→ **Task requirements**
[A] In the encoding forum post, which encoding does the poster want to use when writing the file?
[B] Please list every Java class named in the encoding forum post.

• Post Reply Bookmark Topic Watch Topic
  • New Topic

Encoding problem  RSS feed

 
Manuraj Kannanth
Greenhorn
Posts: 2
  • Mark post as helpful
  • send pies
  • Quote
  • Report post to moderator
I have a file whose contents are written in french. I want to read that file and edit the file and then write the contents back to the same file. How do I do that?

I am reading file content is instanceof ByteBlock only. Then I am using
byte[] blk = ((ByteBlock) content).bytes();
FileOutputStream fs = new FileOutputStream("a.txt");
fs.write (blk, 0, blk.length);
fs.close();
During writing a file I want use encoding like ISO-8859-1. I can't use Writer because my contents are byte stream. Same way I can't use BufferedOutputStream or DataOutputStream because its not supporting encoding. How do I solve this. Please help me.

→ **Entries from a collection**

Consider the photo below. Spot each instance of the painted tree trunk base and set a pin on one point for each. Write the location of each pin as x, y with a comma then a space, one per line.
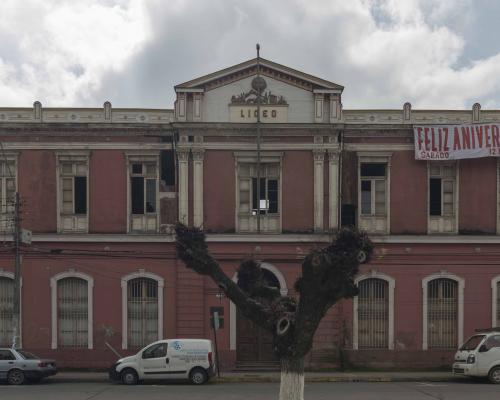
292, 379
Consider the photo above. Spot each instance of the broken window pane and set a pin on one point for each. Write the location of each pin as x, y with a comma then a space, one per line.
80, 195
366, 197
272, 187
372, 169
435, 196
150, 195
137, 168
137, 187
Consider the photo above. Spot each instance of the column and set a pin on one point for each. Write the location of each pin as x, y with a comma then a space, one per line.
198, 155
319, 159
318, 107
183, 157
333, 188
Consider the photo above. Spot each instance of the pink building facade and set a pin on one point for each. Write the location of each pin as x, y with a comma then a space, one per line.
101, 189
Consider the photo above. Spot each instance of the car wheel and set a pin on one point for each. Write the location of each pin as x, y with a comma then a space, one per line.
15, 377
129, 377
198, 376
494, 375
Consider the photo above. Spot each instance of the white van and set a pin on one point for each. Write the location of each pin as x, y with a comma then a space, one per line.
480, 356
191, 359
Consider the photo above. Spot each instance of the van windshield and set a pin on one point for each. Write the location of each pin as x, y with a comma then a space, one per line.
473, 342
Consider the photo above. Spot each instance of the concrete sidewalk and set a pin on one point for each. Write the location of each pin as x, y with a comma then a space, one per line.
233, 377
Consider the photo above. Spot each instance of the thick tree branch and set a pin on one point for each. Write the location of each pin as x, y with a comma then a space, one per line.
193, 251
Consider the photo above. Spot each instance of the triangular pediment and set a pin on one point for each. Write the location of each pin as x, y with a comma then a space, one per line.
267, 68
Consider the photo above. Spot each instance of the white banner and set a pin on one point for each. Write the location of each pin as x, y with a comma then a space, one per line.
453, 142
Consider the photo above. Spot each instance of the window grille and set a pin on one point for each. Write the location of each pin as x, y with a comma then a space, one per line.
498, 304
142, 311
442, 313
6, 310
373, 314
72, 312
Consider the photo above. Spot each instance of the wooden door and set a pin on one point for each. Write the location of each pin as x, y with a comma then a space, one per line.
254, 344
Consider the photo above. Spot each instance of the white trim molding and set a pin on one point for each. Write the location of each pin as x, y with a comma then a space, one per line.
494, 301
232, 308
124, 283
461, 286
391, 286
90, 314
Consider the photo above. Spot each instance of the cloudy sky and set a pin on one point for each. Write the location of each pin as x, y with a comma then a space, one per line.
70, 53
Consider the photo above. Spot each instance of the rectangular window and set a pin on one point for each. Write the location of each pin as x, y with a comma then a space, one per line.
6, 310
143, 183
442, 182
259, 197
73, 191
268, 196
143, 196
7, 194
373, 189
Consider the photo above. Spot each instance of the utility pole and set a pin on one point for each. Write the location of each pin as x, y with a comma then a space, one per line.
17, 274
258, 88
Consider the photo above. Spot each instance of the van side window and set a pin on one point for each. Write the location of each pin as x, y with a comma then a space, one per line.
6, 355
155, 351
493, 341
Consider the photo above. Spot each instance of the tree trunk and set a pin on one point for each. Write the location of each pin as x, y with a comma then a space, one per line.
292, 379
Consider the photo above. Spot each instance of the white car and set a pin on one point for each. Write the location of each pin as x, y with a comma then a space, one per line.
480, 356
191, 359
17, 366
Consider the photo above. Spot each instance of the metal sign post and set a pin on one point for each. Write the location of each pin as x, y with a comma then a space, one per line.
216, 326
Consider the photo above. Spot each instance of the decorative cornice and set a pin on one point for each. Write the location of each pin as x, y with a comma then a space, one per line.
268, 238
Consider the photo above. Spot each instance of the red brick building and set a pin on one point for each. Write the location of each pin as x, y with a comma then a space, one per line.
101, 189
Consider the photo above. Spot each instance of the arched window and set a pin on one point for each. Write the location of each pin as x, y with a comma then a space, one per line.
142, 311
495, 297
373, 322
72, 310
373, 314
442, 313
6, 310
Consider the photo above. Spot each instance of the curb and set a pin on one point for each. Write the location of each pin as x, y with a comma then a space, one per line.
326, 379
256, 378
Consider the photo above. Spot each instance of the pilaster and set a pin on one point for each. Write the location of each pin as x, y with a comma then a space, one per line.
319, 159
183, 157
333, 189
198, 156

→ **Answers to each task**
[A] ISO-8859-1

[B] ByteBlock, FileOutputStream, Writer, BufferedOutputStream, DataOutputStream